Task material:
###

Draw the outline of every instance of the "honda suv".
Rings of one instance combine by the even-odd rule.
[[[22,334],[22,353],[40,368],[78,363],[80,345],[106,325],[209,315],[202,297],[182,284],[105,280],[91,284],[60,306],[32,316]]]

###

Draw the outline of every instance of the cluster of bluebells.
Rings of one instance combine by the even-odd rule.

###

Your goal:
The records are given above. Copy each line in them that holds "outline".

Your solution:
Draw the outline of every instance of the "honda suv".
Draw the outline of every instance of the cluster of bluebells.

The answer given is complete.